# TASK DESCRIPTION
Rewrite the lines below as a JSON list of strings, one string per line, leaving out any blank lines.
---+---
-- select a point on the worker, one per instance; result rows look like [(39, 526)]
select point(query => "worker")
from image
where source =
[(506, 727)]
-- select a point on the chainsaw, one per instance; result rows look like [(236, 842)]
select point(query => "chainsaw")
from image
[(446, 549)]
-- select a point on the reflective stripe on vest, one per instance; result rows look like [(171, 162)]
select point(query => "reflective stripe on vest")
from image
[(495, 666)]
---+---
# SOLUTION
[
  "-- select a point on the worker, one per instance; result rows look like [(39, 526)]",
  "select point(query => \"worker\")",
  "from image",
  "where source =",
  "[(506, 727)]",
  "-- select a point on the chainsaw, one per instance; result rows look like [(236, 842)]",
  "select point(query => \"chainsaw\")",
  "from image",
  "[(446, 549)]",
  "-- select a point on the reflective stripe on vest, one per instance; result rows look like [(171, 162)]",
  "select point(query => \"reflective stripe on vest\")",
  "from image",
  "[(495, 666)]"
]